- WRITTEN REQUEST:
Can you rewrite the material below, swapping every "Note to the class" for "Instruction for the class" and changing nothing else? Leave the pictures out of your answer.

Stored records
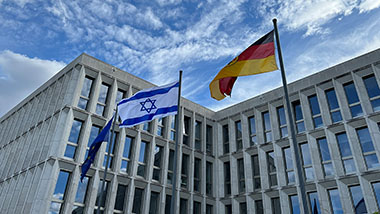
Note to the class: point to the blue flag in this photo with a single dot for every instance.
(103, 136)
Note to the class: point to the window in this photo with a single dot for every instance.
(252, 131)
(267, 127)
(143, 158)
(373, 91)
(336, 205)
(80, 197)
(198, 135)
(367, 148)
(307, 165)
(256, 172)
(197, 207)
(209, 139)
(238, 136)
(226, 144)
(160, 126)
(345, 152)
(157, 163)
(126, 156)
(227, 178)
(102, 99)
(99, 196)
(289, 165)
(298, 116)
(138, 198)
(183, 206)
(154, 203)
(209, 172)
(185, 171)
(353, 99)
(333, 105)
(325, 156)
(120, 197)
(295, 204)
(314, 202)
(282, 121)
(59, 192)
(241, 177)
(197, 174)
(85, 93)
(186, 131)
(259, 207)
(112, 153)
(95, 130)
(315, 111)
(172, 127)
(72, 143)
(271, 169)
(243, 208)
(357, 199)
(170, 166)
(276, 207)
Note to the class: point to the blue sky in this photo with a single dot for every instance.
(155, 39)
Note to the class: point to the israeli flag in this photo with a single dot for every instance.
(149, 104)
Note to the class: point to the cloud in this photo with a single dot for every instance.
(21, 75)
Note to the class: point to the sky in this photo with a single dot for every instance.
(154, 39)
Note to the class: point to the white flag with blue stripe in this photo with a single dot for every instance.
(149, 104)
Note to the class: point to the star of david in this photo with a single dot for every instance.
(145, 107)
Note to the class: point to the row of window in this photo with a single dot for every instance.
(315, 110)
(347, 158)
(83, 192)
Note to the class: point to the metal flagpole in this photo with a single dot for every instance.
(172, 203)
(106, 167)
(300, 175)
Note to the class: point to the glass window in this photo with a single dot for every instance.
(315, 111)
(333, 105)
(336, 205)
(267, 127)
(227, 178)
(314, 202)
(85, 93)
(197, 174)
(72, 143)
(282, 121)
(185, 171)
(241, 177)
(154, 203)
(353, 99)
(298, 116)
(143, 158)
(209, 139)
(252, 130)
(198, 135)
(120, 197)
(276, 207)
(238, 136)
(226, 144)
(357, 199)
(373, 91)
(256, 172)
(157, 162)
(295, 204)
(209, 173)
(138, 198)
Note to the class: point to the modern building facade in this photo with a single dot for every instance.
(236, 160)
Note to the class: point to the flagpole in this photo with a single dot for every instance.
(106, 167)
(300, 175)
(173, 199)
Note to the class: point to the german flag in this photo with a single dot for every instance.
(257, 58)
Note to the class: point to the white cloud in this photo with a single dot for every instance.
(21, 75)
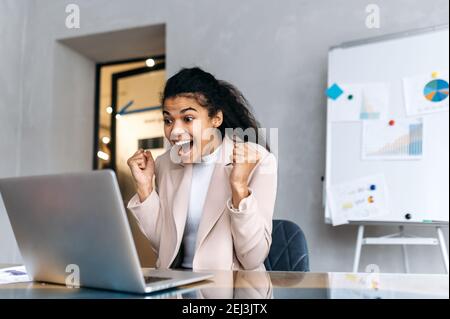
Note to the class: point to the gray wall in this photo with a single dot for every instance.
(274, 51)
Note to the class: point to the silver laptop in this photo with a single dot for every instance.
(73, 228)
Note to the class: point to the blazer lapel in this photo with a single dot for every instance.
(181, 176)
(218, 192)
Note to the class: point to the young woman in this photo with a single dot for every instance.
(212, 201)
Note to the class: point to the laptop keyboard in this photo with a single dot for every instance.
(151, 279)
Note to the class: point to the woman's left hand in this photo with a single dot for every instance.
(244, 159)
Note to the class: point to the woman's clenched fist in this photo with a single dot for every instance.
(142, 166)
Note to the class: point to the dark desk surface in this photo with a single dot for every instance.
(261, 285)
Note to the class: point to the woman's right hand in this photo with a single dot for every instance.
(142, 166)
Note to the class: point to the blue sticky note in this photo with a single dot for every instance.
(334, 91)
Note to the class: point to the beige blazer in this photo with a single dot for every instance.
(227, 238)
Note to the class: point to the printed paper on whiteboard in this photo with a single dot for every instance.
(426, 93)
(401, 139)
(360, 199)
(375, 101)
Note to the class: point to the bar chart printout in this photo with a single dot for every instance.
(402, 140)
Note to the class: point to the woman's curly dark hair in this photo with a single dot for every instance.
(215, 95)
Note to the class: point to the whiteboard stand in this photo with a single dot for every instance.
(400, 239)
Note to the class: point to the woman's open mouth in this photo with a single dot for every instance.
(185, 147)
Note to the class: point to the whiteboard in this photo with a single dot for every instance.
(416, 187)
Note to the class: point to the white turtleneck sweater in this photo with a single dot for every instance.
(201, 178)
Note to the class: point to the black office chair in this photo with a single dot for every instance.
(289, 251)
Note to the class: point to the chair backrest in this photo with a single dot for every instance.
(289, 251)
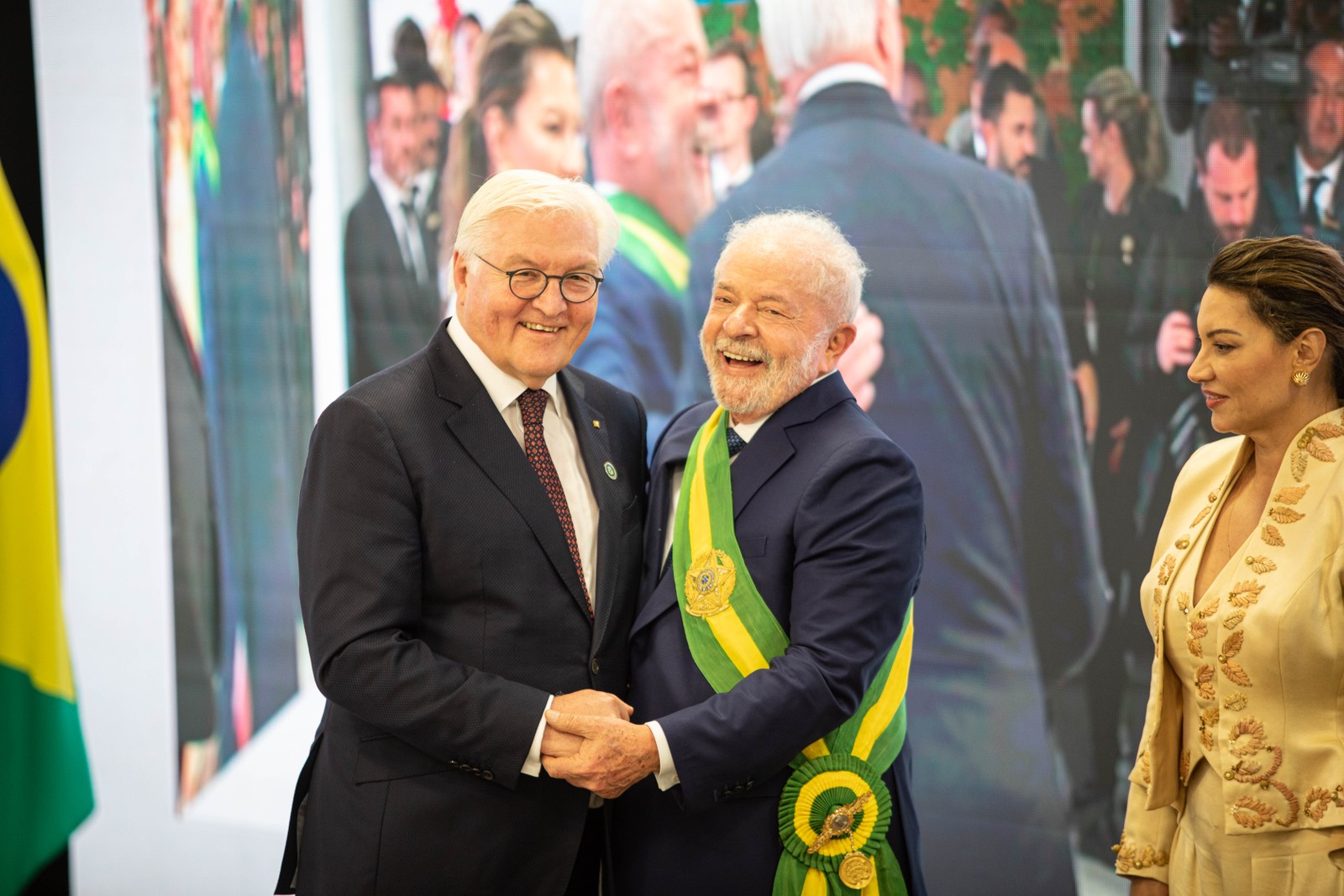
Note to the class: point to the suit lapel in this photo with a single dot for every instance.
(591, 427)
(477, 426)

- EXERCISE RESPONSE:
Instruction for the class: point to the blue flag in this photo with a single dot for every instance.
(103, 136)
Instruction for the class: point to the window in this photo with a single dot for every instance.
(252, 131)
(267, 127)
(143, 158)
(373, 91)
(336, 205)
(80, 197)
(198, 135)
(367, 148)
(307, 165)
(256, 172)
(197, 207)
(209, 139)
(238, 136)
(226, 144)
(160, 126)
(345, 152)
(157, 163)
(126, 156)
(227, 178)
(102, 99)
(99, 196)
(289, 165)
(298, 116)
(138, 198)
(183, 206)
(154, 203)
(209, 172)
(185, 171)
(353, 99)
(333, 105)
(325, 156)
(120, 197)
(295, 204)
(314, 202)
(282, 121)
(59, 192)
(241, 177)
(197, 174)
(85, 93)
(186, 131)
(259, 207)
(112, 153)
(95, 130)
(315, 111)
(172, 127)
(72, 143)
(271, 169)
(243, 208)
(357, 199)
(170, 166)
(276, 207)
Instruction for the class: point to the blue sky in this photo with a single dot for every instance.
(155, 39)
Instruction for the class: point to the israeli flag in this photo with a single dot for every instance.
(149, 104)
Instruction for the class: point to the cloud in this photo with a single dot for every instance.
(21, 75)
Instruction for the class: point to the sky in this photo with a single dot for every instance.
(154, 39)
Instruction for the class: point to the white flag with blue stripe in this photo with a single dot for every instance.
(149, 104)
Instruction for the class: point to the star of david in this photo with a single dot for every instance.
(145, 107)
Instruction for the class: point to the row of window in this photo with a single dot for every instance.
(315, 110)
(347, 158)
(83, 192)
Instruction for the class: point to the metal flagpole in this photo with a single dot for every instance.
(172, 203)
(106, 167)
(300, 175)
Instruction for the class: point to the glass window in this photo with a single dot for every instance.
(315, 111)
(333, 105)
(336, 205)
(267, 127)
(227, 178)
(314, 202)
(85, 93)
(197, 174)
(72, 143)
(282, 121)
(185, 171)
(241, 177)
(154, 203)
(353, 99)
(298, 116)
(143, 158)
(209, 139)
(252, 130)
(198, 135)
(120, 197)
(276, 207)
(238, 136)
(226, 144)
(357, 199)
(373, 91)
(256, 172)
(157, 162)
(295, 204)
(209, 173)
(138, 198)
Instruction for the class: point to the modern building facade in this photo with a single dot for every instance.
(236, 160)
Instruction for the class: point to the flagpole in this photo with a single dot for every instance.
(106, 167)
(300, 175)
(173, 199)
Instruction for the class: point to the german flag in this photo with a single dot for every instance.
(257, 58)
Instruction for the class: point to the white cloud in this photo with a single dot for every instance.
(21, 75)
Instruction for the class: point to the gray wall in this photo with a single dot for every instance.
(274, 51)
Instruction for the class: point to the silver laptop in this photo with a single dot for every instance.
(73, 228)
Instruction for the class: point to the blazer lapel in this photo with a single dot for every instance.
(181, 176)
(218, 192)
Instruction for the class: point to the young woman in this photo with a single dot for every instance.
(212, 201)
Instruction for the class: point to the laptop keyboard in this photo with a single dot for every instance.
(151, 279)
Instruction for the class: point to the woman's left hand in this photo with a single dot for every instance.
(244, 159)
Instruction for the class: point to the woman's clenched fist in this photo with a single dot for every instance.
(142, 166)
Instruction for the class: point to the dark desk surface in this photo with a single dot for every instance.
(261, 285)
Instruction for the class: point to the woman's right hand in this photo with a single dot for every instance.
(142, 166)
Instruction for the class: point to the blue sticky note in this photo with a single dot for every instance.
(334, 91)
Instruction for the class: point to the beige blazer in this photo with a single dot for every instance.
(227, 238)
Instruction for the class: point to the printed paper on whiteboard in this photo with a single dot for every instance.
(426, 93)
(401, 139)
(360, 199)
(375, 101)
Instruction for the class: point to the bar chart printout in this photo with a single dot for every instance.
(402, 140)
Instruction for the class: point to the woman's curly dark hair in this photo with a single dot for every instance.
(215, 95)
Instruction for the class: point to the whiteboard stand in this photo with a single dot for every instance.
(400, 239)
Instruction for the class: point to the woman's open mouth in this photo with a single dot for every instance.
(185, 147)
Instruction for the class: point to the whiteboard in this photo with a single dot for every instance.
(416, 187)
Instruction for the class: point to the white turtleneck sweater in this photo with a single dot for every instance.
(201, 178)
Instruction for the class: point to the black office chair in this photo with a single dot for every instance.
(289, 251)
Instruction for the class: point to the chair backrest in this photo with a single dot for every instance.
(289, 251)
Instruction for the class: point to the suit lapel in this photo with a single dot for every instance.
(591, 427)
(477, 426)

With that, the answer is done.